» WHAT THIS TASK INVOLVES: In the records below, find the line containing "Q: For every instance of the pedestrian"; give it again exactly, along with every line that follows, and nothing else.

(Raw records)

— Start —

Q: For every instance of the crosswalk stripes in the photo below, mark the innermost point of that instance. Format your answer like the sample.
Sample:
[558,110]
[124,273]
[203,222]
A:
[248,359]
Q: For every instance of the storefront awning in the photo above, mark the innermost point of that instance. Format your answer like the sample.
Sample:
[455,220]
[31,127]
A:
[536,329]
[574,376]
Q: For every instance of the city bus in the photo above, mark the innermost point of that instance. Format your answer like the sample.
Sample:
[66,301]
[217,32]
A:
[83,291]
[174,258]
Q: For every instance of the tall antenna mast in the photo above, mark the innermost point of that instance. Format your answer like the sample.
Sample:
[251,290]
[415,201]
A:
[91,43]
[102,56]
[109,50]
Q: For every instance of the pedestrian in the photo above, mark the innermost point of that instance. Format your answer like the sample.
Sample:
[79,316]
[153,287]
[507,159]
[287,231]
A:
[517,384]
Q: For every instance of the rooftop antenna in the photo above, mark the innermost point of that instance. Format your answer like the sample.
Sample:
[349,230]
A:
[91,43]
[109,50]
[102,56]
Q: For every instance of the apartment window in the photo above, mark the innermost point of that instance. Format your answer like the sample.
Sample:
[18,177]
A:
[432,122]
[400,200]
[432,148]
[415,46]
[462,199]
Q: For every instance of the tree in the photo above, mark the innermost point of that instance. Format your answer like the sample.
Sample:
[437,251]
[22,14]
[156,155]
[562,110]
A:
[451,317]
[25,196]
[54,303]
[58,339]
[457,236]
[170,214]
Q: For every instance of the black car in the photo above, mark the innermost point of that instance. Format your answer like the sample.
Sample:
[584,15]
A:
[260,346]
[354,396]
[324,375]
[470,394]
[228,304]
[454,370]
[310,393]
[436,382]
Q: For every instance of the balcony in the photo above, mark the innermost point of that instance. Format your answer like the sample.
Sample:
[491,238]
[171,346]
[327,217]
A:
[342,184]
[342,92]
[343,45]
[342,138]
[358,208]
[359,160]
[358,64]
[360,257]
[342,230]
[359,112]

— End —

» FULL SOLUTION:
Q: For every instance of the pedestrian in the photo above, mark the innermost point of that instance. Format your answer like the sample.
Sample:
[79,316]
[153,287]
[507,159]
[287,231]
A:
[517,384]
Q: For every instance of the rooftop antenna in the photo above, mark the innermost point of that instance. Format your answer like the sample.
Sample:
[349,230]
A:
[91,43]
[109,50]
[102,56]
Q: For every instance of the apartment window in the photo above, mark the innermost point of that instance. Format your answer like the sample.
Sample:
[18,177]
A:
[432,122]
[400,200]
[432,148]
[415,46]
[462,199]
Q: For every instance of the tree in the photo above, mark the innermost point of that instance. Format your answer like the sample.
Sample:
[437,251]
[22,14]
[156,155]
[562,110]
A:
[451,317]
[25,196]
[54,303]
[58,339]
[457,236]
[170,214]
Q: For every instance of the black car in the photo above, mark the innermost point of that instance. Format your answer like the sample.
Sample:
[584,15]
A:
[260,346]
[354,396]
[324,375]
[470,394]
[228,304]
[454,370]
[310,393]
[436,382]
Q: For every instance of the balcony in the photo above, mark the innermost point of that instance. Format your answer like the sample.
Sample:
[491,238]
[171,346]
[327,217]
A:
[342,184]
[342,92]
[343,45]
[342,138]
[358,208]
[359,160]
[358,64]
[360,257]
[342,230]
[359,112]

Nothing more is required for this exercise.